→ **DOCUMENT EXTRACT**:
On the March 17 edition of Impact!, Sami Callihan returned to Impact Wrestling as the mysterious ICU hacker, and launched a fireball into the face of Impact Hall of Fame-designate Ken Shamrock. The feud would culminate on Night 1 of Rebellion in an unsanctioned match, where Shamrock submitted Callihan to an ankle lock. Several weeks later on May 12, Shamrock appeared on "Locker Room Talk" with Madison Rayne and Johnny Swinger, only to be attacked by Michael Elgin, taking him out of the Impact World Championship #1 contender's tournament; whereas the following week, Elgin defeated a noticeably limping Callihan in the first round. The two kept their issues with Elgin going, from Callihan distracting him during his semi-final tournament match with Trey, to an in-ring promo between Elgin and Shamrock, and a three-way match won by Elgin. On those same weeks, The North (Josh Alexander and Ethan Page) had defended the World Tag Team Championships in Canada against questionable challengers, including against Cody Deaner and Wheels Deaner at the Deaner Compound. They eventually returned on the June 16 Impact! to defeat The Rascalz (Dez and Wentz) in a title match. Unfortunately, no one was watching backstage, and were instead watching Ken Shamrock's Greatest Hits on Impact Plus. The next week, Page went on about people watching Shamrock instead of them, leading to Shamrock challenging Alexander to a match that night. However, The North would attack Shamrock before he even got in the ring. The following week, The North came to address their assault, only for Shamrock to come out looking for a fight. He was eventually joined by Callihan, fighting off The North alongside his rival before disappearing into the night. Impact EVP Scott D'Amore, looking to appease to an irate Page, scheduled a tag team title match between The North and the team of Shamrock and Callihan for Slammiversary.

→ **EXERCISE A**: Please list every calendar date mentioned in the wrestling storyline excerpt.
→ **EXERCISE B**: In the wrestling storyline excerpt, what hold did Shamrock use to make Callihan submit at Rebellion?
The rows that come next have no connection to the wrestling storyline excerpt.

→ **LISTED RECORDS**:
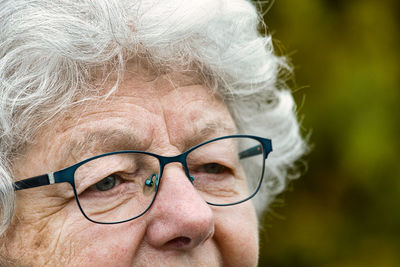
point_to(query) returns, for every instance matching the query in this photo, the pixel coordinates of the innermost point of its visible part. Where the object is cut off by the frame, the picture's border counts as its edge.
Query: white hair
(51, 49)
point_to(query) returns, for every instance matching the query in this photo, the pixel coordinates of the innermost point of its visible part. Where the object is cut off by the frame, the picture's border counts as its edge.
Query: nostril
(179, 242)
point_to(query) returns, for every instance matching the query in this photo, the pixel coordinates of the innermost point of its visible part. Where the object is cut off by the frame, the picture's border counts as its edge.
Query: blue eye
(107, 183)
(214, 168)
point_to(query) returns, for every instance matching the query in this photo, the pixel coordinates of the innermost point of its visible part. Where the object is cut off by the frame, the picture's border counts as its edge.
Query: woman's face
(180, 229)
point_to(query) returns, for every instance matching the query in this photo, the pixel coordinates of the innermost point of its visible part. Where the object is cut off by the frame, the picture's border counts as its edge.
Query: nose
(179, 219)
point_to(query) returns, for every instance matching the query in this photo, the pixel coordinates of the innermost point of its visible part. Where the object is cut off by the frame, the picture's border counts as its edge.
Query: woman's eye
(107, 183)
(214, 168)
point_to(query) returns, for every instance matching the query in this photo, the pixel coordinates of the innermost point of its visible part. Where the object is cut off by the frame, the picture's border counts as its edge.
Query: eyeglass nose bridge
(178, 158)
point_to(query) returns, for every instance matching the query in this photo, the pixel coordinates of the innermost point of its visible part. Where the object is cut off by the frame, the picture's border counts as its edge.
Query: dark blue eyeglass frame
(66, 175)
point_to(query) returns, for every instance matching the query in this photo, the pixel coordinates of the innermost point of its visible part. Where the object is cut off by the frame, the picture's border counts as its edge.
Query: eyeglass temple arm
(36, 181)
(252, 151)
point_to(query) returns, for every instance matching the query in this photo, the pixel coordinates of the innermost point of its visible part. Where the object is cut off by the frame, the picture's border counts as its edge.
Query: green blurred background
(345, 211)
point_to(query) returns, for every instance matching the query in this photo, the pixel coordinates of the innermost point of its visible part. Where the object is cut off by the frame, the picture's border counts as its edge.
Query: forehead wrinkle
(207, 130)
(104, 141)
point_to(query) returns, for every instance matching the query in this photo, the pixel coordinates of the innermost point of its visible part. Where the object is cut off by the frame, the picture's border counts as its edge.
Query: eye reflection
(107, 183)
(213, 168)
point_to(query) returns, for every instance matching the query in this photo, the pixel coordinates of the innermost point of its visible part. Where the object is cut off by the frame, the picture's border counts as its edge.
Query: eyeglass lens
(122, 186)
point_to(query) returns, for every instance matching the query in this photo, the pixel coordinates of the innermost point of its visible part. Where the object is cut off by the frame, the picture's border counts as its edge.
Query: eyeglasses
(121, 186)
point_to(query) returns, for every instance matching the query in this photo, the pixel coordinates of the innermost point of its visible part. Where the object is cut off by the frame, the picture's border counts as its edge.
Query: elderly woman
(130, 132)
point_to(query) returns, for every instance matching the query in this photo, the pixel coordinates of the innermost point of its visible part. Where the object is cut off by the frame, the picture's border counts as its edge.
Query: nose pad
(153, 179)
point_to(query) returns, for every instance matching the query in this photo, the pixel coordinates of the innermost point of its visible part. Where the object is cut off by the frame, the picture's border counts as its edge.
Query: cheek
(109, 243)
(236, 233)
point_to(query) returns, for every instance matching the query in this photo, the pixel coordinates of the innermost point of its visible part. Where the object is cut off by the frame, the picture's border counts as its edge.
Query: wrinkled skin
(180, 229)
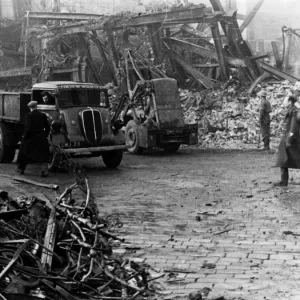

→ **TASK SOLUTION A**: March 17, May 12, June 16

→ **TASK SOLUTION B**: An ankle lock.